§ GIVEN INSTRUCTION
Rewrite the lines beginning with the one containing "query (the noun phrase to segment): cloud" and ending with the one containing "Return the outline of every instance of the cloud" as a numbered list, counting both of those lines and omitting blank lines.

(Shape boundary entries)

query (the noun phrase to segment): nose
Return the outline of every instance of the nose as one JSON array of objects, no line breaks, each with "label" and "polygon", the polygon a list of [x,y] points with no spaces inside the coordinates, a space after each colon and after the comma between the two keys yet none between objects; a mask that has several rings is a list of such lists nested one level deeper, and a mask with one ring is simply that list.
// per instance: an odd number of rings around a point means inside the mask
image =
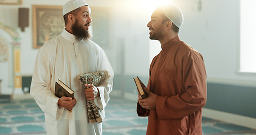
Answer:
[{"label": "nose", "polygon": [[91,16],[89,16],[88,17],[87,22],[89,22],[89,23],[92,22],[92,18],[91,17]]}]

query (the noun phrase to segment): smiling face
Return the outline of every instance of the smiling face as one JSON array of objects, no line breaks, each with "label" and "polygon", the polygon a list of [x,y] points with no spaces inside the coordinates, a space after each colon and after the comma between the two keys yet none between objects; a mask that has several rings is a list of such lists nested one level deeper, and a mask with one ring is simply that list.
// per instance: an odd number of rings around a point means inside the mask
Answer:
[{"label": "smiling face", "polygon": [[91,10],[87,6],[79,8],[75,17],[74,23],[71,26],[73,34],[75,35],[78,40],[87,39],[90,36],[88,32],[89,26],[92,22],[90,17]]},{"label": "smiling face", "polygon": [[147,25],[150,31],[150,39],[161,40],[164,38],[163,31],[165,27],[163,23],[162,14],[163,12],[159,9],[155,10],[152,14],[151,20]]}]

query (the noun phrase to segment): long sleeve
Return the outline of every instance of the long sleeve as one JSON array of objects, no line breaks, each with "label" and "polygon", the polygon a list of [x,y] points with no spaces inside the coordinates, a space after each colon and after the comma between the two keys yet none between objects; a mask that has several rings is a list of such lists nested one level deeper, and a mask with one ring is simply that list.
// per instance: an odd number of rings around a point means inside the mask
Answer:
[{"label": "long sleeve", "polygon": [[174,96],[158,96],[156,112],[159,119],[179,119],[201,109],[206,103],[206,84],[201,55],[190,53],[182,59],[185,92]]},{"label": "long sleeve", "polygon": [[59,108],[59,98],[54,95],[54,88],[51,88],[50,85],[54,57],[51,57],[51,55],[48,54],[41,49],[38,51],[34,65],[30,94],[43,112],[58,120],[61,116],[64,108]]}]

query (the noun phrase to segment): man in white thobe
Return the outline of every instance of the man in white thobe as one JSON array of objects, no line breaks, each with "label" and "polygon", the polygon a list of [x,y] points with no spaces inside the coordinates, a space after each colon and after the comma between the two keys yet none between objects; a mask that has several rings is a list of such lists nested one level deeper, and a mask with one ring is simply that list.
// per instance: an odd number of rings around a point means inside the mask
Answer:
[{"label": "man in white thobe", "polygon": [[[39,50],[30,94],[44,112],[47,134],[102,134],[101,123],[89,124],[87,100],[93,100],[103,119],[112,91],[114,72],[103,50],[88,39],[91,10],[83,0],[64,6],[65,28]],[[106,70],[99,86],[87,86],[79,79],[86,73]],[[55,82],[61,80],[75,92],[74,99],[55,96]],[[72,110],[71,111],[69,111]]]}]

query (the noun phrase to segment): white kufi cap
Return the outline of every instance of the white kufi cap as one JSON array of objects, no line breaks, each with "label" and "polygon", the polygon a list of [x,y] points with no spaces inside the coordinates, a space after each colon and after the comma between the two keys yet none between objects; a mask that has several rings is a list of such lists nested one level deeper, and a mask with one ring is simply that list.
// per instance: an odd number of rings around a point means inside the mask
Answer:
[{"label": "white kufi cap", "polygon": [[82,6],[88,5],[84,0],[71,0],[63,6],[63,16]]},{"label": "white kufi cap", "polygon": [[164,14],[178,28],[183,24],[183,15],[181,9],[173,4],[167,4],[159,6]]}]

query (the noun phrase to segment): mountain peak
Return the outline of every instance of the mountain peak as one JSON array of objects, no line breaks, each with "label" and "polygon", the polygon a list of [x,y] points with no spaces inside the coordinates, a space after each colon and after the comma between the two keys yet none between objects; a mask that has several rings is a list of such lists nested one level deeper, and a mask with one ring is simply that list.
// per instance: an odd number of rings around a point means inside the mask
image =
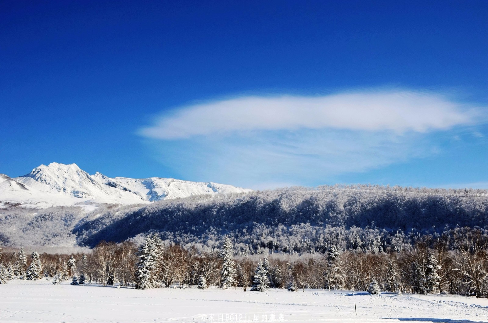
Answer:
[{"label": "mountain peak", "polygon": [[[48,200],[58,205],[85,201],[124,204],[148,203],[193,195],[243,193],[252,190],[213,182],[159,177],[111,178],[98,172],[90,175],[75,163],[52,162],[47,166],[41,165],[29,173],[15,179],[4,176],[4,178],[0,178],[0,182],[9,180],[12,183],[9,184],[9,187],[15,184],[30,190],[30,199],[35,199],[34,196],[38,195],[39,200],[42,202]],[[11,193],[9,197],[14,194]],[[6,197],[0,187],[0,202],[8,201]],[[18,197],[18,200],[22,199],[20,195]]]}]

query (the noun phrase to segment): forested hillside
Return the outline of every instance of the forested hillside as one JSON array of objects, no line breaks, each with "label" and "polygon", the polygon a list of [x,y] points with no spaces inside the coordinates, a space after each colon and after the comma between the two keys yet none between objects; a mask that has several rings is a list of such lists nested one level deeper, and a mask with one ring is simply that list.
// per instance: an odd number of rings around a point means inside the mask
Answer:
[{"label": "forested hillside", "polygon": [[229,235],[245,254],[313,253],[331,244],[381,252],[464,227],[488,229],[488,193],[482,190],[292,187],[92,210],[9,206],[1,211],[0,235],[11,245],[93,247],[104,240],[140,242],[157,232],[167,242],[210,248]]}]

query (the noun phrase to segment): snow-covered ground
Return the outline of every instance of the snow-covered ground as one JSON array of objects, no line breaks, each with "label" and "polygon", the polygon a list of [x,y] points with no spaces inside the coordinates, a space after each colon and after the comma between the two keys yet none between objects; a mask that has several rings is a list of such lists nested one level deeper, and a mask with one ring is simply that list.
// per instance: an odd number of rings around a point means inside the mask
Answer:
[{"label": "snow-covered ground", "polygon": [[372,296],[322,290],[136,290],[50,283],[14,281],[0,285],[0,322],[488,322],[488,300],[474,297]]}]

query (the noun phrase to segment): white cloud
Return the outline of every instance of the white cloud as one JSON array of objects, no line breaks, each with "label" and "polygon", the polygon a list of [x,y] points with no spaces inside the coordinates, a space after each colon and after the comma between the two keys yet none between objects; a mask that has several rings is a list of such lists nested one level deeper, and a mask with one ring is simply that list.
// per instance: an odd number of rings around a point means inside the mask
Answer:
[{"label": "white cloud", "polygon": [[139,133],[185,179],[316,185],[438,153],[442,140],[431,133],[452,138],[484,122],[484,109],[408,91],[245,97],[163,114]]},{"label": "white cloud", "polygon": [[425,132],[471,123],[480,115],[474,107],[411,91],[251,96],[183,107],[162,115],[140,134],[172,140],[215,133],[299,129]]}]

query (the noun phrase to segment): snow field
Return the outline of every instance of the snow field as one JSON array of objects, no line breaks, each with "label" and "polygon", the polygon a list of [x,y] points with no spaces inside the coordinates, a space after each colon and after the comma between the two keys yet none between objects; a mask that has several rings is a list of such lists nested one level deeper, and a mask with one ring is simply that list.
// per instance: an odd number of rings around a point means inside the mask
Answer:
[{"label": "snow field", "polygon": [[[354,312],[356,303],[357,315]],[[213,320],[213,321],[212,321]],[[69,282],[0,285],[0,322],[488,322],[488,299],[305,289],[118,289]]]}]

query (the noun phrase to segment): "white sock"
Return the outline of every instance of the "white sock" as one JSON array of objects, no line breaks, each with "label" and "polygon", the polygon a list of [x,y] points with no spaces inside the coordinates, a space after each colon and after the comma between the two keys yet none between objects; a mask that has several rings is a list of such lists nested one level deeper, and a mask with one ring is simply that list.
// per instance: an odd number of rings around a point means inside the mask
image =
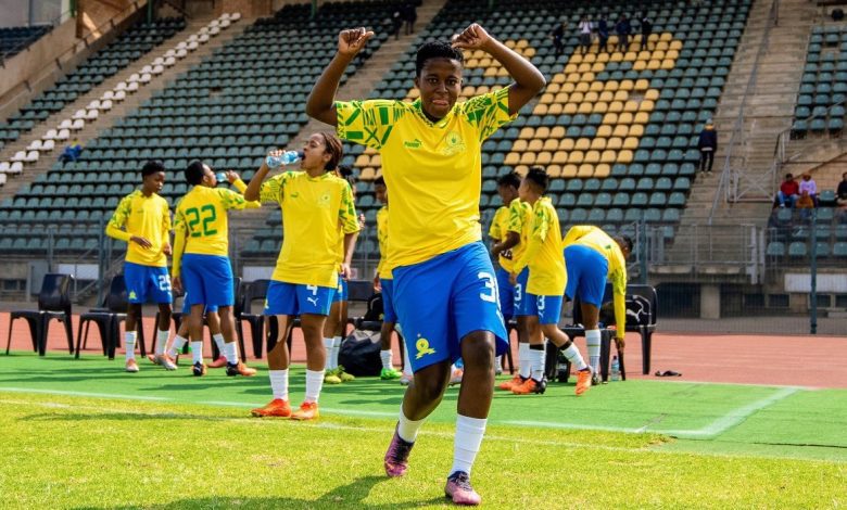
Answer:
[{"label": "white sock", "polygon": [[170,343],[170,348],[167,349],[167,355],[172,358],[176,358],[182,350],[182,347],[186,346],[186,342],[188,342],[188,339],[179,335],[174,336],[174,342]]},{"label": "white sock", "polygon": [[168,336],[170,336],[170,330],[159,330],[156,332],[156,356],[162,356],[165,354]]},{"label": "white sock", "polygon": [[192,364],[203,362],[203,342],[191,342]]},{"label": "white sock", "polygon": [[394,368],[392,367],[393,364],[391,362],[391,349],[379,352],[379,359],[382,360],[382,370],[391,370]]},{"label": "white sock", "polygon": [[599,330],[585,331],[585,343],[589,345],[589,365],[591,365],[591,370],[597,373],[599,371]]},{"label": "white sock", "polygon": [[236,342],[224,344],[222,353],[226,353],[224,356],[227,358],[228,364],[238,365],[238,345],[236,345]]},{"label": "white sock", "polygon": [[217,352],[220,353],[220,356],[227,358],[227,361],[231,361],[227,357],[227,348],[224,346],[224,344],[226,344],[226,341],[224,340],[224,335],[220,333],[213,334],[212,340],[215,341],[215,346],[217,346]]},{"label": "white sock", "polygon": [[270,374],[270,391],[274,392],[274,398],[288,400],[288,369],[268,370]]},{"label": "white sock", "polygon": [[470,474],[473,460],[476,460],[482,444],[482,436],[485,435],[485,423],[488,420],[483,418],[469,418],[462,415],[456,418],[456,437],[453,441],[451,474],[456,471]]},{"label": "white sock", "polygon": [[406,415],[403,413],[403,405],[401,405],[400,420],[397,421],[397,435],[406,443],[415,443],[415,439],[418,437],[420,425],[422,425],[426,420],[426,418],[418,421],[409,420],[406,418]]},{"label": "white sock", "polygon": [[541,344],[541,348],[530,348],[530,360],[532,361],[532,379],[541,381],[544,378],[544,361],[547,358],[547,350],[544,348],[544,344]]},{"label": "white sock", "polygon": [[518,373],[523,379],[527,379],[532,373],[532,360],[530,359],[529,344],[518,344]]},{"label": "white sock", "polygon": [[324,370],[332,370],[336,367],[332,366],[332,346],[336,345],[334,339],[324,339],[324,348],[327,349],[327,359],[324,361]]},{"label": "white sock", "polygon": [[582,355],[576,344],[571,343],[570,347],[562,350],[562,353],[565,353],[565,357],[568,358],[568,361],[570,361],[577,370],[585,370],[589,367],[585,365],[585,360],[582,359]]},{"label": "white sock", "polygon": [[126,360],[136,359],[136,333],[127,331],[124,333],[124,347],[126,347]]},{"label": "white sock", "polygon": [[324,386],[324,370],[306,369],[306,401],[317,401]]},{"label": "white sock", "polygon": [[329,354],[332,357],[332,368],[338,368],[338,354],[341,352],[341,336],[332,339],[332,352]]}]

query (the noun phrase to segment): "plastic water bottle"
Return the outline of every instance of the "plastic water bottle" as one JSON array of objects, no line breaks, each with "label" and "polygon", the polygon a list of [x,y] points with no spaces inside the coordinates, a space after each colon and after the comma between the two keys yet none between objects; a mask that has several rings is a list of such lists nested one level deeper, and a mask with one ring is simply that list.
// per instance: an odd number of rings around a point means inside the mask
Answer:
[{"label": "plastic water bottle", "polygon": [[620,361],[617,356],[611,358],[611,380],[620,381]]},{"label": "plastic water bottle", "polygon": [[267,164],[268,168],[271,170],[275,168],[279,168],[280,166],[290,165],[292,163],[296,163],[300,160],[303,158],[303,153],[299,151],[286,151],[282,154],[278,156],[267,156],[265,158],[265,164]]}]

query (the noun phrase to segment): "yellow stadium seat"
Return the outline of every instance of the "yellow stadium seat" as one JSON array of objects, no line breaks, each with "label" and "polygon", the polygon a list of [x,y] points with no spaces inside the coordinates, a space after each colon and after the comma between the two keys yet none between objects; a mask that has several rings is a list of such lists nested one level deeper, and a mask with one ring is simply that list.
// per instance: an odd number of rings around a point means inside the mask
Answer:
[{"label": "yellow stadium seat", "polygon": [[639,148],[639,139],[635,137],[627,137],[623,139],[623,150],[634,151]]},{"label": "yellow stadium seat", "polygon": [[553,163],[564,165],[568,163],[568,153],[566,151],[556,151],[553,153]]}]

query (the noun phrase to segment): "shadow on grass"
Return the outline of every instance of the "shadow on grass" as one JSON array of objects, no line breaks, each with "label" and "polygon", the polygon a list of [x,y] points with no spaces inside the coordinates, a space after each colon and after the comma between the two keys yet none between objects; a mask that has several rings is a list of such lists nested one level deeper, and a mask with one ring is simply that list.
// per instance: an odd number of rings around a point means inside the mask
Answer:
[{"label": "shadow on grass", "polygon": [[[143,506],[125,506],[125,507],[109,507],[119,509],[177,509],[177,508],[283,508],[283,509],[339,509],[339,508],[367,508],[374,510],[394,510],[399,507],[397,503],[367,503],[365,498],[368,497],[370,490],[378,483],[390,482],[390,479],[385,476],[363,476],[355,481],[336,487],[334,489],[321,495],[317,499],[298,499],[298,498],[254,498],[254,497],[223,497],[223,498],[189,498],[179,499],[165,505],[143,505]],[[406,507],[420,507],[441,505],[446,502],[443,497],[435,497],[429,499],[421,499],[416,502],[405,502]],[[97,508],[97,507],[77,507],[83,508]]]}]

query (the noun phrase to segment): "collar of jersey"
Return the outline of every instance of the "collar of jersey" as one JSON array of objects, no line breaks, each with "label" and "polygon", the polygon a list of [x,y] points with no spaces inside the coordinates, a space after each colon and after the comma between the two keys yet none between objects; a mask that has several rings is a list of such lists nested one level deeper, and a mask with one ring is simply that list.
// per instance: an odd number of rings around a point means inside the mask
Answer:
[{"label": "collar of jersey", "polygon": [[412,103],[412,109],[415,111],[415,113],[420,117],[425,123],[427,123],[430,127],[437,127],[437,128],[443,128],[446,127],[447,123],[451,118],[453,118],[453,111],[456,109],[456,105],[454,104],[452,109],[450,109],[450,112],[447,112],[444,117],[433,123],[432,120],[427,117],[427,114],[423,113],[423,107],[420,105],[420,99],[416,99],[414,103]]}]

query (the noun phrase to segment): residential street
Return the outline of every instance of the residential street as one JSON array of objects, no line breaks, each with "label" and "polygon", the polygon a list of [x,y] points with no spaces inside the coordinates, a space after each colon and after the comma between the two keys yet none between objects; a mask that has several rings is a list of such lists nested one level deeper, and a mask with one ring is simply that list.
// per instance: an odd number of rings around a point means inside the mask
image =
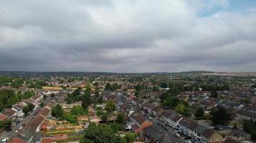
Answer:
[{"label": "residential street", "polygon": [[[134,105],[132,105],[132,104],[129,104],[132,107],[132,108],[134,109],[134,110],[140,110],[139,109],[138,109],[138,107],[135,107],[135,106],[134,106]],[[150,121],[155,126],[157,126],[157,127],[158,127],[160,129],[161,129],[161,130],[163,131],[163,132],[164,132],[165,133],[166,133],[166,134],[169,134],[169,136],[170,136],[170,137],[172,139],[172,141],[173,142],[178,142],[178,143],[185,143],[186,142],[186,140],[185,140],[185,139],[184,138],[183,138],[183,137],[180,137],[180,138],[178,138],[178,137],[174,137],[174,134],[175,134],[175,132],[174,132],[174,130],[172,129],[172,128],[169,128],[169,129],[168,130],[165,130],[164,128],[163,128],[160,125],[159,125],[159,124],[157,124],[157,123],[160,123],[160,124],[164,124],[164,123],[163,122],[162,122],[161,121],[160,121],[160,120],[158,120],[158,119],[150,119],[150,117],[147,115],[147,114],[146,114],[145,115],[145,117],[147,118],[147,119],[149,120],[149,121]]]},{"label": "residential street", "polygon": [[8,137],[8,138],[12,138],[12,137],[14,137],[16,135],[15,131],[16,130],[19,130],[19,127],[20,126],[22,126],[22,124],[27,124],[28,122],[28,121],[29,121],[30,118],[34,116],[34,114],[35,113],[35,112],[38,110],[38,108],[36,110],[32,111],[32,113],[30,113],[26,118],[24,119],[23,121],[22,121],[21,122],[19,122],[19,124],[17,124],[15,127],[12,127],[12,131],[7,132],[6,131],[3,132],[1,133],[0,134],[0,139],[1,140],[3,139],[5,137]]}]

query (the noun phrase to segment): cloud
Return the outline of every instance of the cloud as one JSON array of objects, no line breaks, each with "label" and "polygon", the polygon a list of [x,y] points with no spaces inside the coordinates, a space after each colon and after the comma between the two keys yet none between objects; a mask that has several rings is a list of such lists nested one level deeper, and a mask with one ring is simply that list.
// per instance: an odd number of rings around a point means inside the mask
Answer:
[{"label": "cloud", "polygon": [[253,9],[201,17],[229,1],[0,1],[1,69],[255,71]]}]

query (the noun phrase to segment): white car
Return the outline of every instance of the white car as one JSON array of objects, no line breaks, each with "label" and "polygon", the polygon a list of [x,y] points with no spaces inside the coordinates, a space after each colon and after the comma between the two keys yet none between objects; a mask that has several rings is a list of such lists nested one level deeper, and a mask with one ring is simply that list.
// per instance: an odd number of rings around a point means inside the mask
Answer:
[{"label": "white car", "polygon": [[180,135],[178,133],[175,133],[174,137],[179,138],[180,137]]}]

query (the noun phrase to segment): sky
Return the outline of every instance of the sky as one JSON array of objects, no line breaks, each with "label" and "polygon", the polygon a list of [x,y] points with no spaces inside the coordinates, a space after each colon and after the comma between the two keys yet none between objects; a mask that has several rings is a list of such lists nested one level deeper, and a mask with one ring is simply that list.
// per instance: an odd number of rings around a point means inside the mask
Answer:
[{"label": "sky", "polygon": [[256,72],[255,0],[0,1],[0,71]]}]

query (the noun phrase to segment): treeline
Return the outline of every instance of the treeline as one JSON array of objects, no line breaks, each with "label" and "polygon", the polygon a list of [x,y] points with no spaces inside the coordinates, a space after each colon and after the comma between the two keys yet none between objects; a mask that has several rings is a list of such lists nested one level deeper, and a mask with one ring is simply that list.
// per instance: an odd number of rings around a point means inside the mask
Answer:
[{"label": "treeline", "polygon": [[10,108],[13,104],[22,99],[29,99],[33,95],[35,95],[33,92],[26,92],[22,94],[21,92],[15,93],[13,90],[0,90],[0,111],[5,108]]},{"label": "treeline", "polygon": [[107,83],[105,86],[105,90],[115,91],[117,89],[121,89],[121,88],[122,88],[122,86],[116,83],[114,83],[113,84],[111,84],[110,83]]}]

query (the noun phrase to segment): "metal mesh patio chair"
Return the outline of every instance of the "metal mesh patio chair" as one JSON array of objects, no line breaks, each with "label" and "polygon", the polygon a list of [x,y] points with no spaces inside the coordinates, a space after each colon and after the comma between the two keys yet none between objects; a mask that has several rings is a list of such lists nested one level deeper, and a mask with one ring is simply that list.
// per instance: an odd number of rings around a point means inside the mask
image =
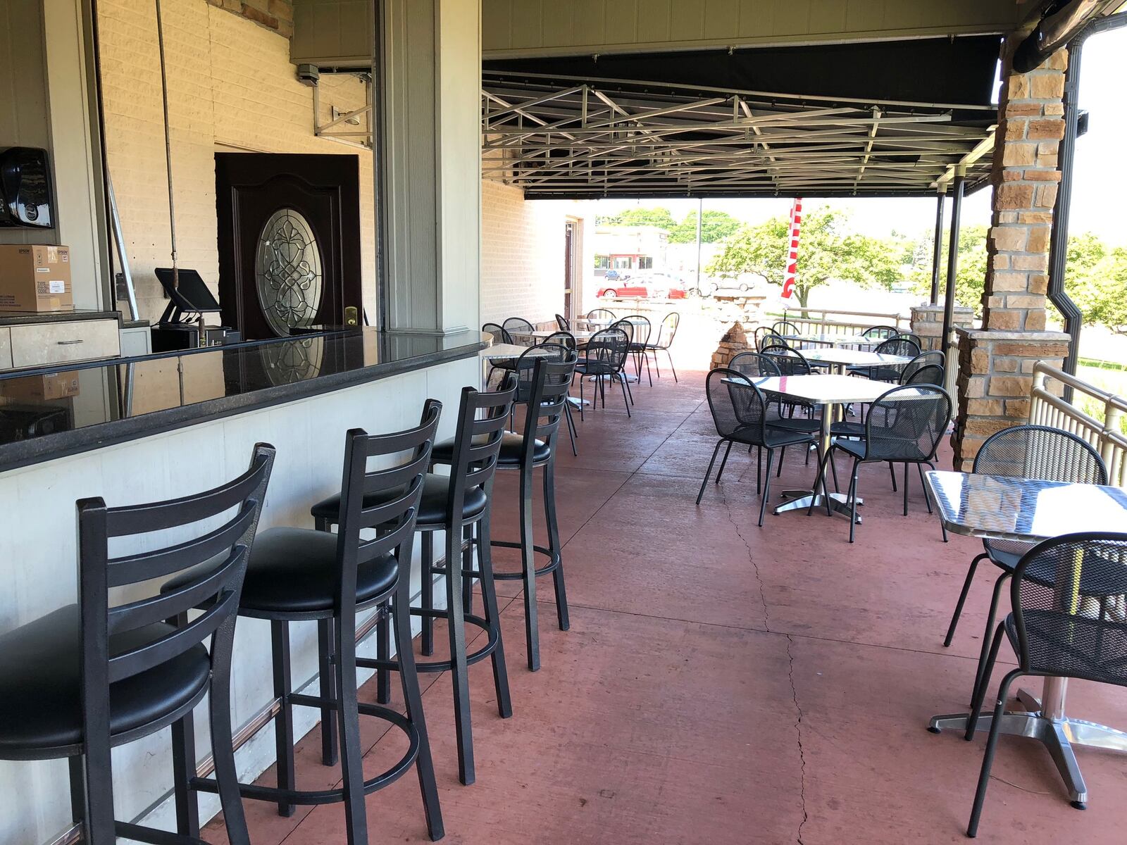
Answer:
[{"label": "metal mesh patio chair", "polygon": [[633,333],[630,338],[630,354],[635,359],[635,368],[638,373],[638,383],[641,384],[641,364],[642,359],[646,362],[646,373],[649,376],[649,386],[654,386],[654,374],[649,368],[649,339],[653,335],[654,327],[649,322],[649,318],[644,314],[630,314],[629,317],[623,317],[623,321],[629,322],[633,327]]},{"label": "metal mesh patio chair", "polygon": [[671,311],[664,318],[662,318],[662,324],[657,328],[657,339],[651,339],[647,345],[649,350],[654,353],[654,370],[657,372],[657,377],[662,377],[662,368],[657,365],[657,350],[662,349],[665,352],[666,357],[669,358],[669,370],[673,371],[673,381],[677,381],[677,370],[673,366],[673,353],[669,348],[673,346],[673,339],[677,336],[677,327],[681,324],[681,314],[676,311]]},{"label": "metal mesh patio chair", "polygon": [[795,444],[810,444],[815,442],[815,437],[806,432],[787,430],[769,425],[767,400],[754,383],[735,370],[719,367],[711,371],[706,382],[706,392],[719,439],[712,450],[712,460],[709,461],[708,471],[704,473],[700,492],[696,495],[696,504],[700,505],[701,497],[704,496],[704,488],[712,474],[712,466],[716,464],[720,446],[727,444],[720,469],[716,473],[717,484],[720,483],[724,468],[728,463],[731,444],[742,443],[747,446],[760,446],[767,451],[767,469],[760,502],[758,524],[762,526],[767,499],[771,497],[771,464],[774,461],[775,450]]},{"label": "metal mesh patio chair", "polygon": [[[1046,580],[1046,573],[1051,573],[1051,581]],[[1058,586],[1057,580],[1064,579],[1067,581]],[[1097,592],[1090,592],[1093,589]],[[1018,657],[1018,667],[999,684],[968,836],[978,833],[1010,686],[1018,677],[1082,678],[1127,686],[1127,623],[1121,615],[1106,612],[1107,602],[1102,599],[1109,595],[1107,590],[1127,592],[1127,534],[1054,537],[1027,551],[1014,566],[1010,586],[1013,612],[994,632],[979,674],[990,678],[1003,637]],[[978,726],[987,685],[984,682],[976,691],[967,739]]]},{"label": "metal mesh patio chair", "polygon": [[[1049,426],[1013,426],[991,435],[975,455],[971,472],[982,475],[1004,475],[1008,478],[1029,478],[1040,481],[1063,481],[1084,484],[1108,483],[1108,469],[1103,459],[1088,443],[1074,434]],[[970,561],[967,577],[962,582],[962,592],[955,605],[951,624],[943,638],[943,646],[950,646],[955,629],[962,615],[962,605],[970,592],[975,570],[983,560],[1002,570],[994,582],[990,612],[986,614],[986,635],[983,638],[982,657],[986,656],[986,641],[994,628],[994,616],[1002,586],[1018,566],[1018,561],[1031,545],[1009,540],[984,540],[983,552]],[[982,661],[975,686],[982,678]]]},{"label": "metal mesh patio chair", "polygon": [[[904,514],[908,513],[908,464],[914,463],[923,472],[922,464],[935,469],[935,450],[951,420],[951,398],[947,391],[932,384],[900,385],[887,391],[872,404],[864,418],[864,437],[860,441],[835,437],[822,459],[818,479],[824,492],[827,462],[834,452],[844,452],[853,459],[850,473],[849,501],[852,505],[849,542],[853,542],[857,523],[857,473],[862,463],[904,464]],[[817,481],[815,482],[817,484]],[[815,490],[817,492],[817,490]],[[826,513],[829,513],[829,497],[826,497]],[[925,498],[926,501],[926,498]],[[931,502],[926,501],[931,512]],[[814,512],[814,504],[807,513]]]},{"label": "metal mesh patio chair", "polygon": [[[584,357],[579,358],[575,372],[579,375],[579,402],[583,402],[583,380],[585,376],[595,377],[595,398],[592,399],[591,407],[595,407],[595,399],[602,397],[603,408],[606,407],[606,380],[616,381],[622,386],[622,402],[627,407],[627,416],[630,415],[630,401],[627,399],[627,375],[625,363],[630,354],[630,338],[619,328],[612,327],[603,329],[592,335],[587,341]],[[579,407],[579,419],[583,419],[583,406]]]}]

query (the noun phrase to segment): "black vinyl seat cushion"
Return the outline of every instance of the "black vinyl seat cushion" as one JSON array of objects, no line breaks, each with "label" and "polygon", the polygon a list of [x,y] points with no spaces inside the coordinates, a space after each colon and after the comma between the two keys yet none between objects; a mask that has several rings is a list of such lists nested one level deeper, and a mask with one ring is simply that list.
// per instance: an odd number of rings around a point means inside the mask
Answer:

§ SOLUTION TO THIS TASK
1. query (the noun phrase to segment): cloud
2. Return the outline of every instance of the cloud as one JSON array of objects, no line breaks, each with "label" and "polygon", the polygon a list of [x,y] points with no spaces inside the coordinates, a space after each colon and after the comma between the two keys yet none between objects; a mask that has several rings is a list of such lists nested one level deeper, and a mask with one ring is simply that list.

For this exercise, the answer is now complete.